[Point annotation dataset records]

-- Begin --

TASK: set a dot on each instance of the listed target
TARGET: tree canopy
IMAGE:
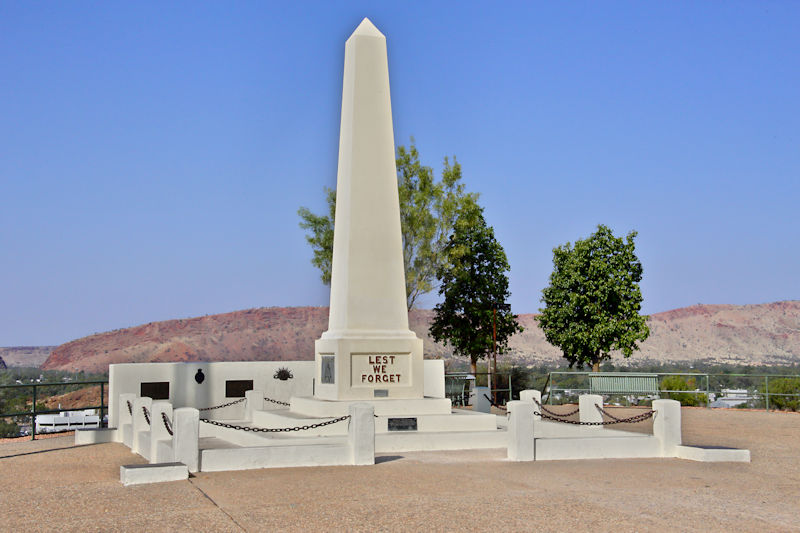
(428, 211)
(474, 286)
(593, 301)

-- End --

TO BE DONE :: Reproduce the material above with "tree canopy" changed to "shrub" and every other line left as it is. Leave the pictures out.

RESULT ::
TASK: set a dot on each instance of the listed target
TARGET: shrub
IMAGE:
(428, 211)
(474, 286)
(593, 301)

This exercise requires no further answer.